▶ Your objective
Pick out every line below that contains the word "lasso" and copy each one.

▶ Stored data
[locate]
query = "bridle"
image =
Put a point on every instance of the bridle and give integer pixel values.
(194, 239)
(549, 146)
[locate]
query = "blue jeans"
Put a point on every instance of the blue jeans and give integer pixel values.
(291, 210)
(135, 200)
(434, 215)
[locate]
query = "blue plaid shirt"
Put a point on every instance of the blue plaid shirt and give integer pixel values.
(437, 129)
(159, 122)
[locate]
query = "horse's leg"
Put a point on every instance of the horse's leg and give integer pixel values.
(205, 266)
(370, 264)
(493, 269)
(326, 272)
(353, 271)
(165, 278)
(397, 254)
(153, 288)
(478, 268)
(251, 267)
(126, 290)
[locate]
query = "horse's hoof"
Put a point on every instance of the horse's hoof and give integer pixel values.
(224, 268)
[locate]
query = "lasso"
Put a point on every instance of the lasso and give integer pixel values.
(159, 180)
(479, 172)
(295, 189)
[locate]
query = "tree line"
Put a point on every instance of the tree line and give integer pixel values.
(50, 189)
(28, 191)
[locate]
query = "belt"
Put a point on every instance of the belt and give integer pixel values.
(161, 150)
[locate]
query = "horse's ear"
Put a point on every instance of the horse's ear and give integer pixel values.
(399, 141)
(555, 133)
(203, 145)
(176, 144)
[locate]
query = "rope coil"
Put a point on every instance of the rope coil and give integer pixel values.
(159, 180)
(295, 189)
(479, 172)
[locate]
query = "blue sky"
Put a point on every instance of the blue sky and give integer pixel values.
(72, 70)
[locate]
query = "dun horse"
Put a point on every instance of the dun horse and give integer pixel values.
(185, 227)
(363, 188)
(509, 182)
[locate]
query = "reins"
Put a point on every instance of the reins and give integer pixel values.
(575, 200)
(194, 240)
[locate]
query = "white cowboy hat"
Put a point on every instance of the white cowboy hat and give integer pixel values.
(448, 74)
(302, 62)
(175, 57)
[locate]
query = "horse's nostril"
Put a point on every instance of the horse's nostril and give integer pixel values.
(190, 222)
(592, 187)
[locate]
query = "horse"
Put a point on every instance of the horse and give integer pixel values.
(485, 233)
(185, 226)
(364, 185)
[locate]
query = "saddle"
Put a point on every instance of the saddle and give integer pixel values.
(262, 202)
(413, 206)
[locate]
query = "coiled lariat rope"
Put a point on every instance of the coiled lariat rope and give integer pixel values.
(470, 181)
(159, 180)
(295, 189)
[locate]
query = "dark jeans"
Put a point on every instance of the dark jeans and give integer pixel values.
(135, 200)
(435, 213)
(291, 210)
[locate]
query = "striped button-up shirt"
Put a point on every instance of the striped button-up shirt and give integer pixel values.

▶ Written answer
query = "lasso"
Put a point on every instance of the lasso and give integer pixel values.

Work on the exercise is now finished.